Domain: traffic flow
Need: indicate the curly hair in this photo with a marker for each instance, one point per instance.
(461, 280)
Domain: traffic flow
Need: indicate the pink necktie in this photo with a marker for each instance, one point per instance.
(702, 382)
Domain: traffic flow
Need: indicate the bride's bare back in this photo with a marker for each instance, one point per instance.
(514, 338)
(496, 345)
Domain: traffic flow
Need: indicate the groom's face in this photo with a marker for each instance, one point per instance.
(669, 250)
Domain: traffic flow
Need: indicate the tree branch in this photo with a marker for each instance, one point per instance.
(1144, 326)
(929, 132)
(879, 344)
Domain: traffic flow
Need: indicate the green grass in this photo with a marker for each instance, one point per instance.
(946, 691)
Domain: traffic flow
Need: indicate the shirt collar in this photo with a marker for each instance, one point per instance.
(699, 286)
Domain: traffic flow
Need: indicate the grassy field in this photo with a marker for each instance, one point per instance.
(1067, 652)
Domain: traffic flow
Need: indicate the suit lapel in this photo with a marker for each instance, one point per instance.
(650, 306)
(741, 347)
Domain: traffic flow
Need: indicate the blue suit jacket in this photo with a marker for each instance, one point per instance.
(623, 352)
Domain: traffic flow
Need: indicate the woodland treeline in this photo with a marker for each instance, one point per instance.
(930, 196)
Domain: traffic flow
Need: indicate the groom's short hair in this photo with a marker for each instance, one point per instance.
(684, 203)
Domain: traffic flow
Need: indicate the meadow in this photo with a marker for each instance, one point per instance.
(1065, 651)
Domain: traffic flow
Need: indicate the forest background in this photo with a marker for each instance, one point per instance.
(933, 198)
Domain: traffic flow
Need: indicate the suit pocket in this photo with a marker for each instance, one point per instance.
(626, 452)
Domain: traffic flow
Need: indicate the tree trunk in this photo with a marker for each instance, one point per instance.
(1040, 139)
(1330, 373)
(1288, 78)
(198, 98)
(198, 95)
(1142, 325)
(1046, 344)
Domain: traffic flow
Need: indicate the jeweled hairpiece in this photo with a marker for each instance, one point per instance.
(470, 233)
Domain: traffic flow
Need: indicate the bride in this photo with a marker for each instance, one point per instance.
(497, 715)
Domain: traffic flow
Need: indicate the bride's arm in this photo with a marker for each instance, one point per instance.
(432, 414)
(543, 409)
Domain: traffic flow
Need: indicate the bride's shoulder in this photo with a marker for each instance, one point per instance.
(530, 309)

• [Work to complete]:
Type out the whole listing once more, exactly as written.

• [Answer space]:
Domain: traffic flow
Need: indicate the curly hair in this photo with a marker for each instance, one point per instance.
(461, 280)
Domain: traffic flow
Need: indicate the pink necktie in this photo with a marker for each instance, one point per instance.
(702, 382)
Domain: traffic flow
Need: indicate the bride's bare back in this photo with a marker for each instance, one point per instance.
(514, 338)
(496, 345)
Domain: traffic flow
Need: indicate the groom's face in this photo with a marker for each instance, one point per instance.
(669, 250)
Domain: traffic flow
Need: indicate the tree branch in this photo with a marker for each instance, one point per instance.
(1144, 326)
(929, 132)
(879, 344)
Domain: traffic flow
Need: indicate the green grass in this photo with a marker for each instance, one point per instance.
(946, 691)
Domain: traffic flow
Need: indicate the shirt collar in this photo with a marker for each instance, one point per instance.
(699, 286)
Domain: traffic flow
Need: indicate the grassy field in this photo with a marker for each instance, one point per instance.
(1067, 652)
Domain: traffic flow
Need: indicate the suit lapel in this photo with a marker for each instance, one point per instance.
(650, 306)
(741, 347)
Domain: traffic flow
Need: indicate the blue suit jacket in this photo with a marker for each instance, one point per instance.
(623, 352)
Domain: traffic flow
Need: indicate the woodland treeline in this photo with a marker for each instance, one point per instance.
(930, 196)
Domain: traffic flow
Need: indicate the groom's short hair in this photo with a marker for each instance, one point per instance.
(684, 203)
Domain: traffic flow
Need: indicate the meadow in this photo with a marker for each instance, one point per instance.
(1065, 651)
Domain: traffic flow
Need: indicate the forest background in this photo with a marker for each instance, one point per instance.
(933, 198)
Domain: traffic flow
Need: indicate the suit pocket in this photo with a marker for each instance, one point per instance.
(626, 452)
Domain: traffic flow
Need: indicate the tree trunk in this photo with a marker for each instance, one point per instance.
(1040, 139)
(1330, 373)
(1288, 78)
(198, 98)
(198, 95)
(1142, 325)
(1046, 344)
Domain: traffic flow
Need: indicate the jeweled hairpiece in this photo with a marker for each instance, one point per instance.
(470, 233)
Domain: traffic flow
Need: indicate the bride in this photo with a marker for each instance, one point per instance.
(497, 715)
Domain: traffic flow
Need: indicate the bride's arm in this photo with a marker for each instance, one point per instance.
(432, 414)
(543, 409)
Domain: traffic flow
Need: indicate the bride's shoulder in this photo with a marker for each instance, one point per instance.
(530, 309)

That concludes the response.